* start QUOTED TEXT *

BAVANI: I wouldn’t say that they can’t reach me. We use Slack at Beyond 12 as our communication method. And they know that they can @ me in Slack so that I get a notification. And I don’t look at every single notification that comes across. But if I see one from somebody on my team, I do take a look at it to see whether they’re stuck in some way.
But I think there’s also a proactive component about setting them up with their network of resources within the organization, because it wouldn’t be great if I was ever the only person who had a specific answer anyway. So what they know is they have themselves as a resource. They have their team channel that they can ask questions out loud. And this is actually something that I provide development with early in people’s internships is when they come to me with questions, I almost always say, “That’s a question that you could ask in the channel,” because then there are more people listening who might be able to answer. And usually, I’m not the only person who could answer a specific question. And then, of course, they know who the other people with more experience or in higher up roles in the organization are. But that’s a little bit more intimidating for them to approach somebody that they don’t work with on a regular basis who they think of as more senior.
One more component is that I do have specific availability for them. So I have my standing one-on-ones with them and I have time set aside as office hours where they know, like the only thing I’m doing is waiting for them to ask me a question.

* end QUOTED TEXT *
* start EXCERPTED RECORDS *

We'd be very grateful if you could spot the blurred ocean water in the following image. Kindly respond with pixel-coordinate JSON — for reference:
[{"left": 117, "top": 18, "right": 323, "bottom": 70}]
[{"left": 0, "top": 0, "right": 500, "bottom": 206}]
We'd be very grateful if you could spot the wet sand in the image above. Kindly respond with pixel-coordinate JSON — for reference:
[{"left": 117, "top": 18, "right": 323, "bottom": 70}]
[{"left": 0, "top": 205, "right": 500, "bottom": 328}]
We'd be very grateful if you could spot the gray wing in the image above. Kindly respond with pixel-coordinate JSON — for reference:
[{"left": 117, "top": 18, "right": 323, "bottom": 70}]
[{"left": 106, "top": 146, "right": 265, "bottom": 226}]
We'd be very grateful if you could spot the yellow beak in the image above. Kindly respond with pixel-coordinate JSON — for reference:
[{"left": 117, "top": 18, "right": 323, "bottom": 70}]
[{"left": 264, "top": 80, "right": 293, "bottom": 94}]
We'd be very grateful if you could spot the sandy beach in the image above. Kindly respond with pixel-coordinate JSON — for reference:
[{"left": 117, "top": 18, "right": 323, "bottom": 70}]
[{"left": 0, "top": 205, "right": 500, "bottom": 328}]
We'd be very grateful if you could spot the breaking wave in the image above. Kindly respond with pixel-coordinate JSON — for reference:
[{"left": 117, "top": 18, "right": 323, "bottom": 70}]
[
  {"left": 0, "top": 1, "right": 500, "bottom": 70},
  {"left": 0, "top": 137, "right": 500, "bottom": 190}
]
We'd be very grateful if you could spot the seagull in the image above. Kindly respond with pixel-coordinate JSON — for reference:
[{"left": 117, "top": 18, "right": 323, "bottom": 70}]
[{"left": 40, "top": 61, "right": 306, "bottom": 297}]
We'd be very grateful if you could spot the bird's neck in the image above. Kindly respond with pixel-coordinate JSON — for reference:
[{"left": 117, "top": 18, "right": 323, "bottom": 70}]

* end EXCERPTED RECORDS *

EXERCISE OBJECTIVE:
List every source of help or answers that the interview excerpt says the speaker's team members have.

TASK RESULT:
- Mentioning the speaker with an @ in Slack so the speaker gets a notification
- Themselves, as a resource
- Their team channel, where they can ask questions out loud
- The other people with more experience or in higher up roles in the organization
- Standing one-on-ones with the speaker
- The speaker's office hours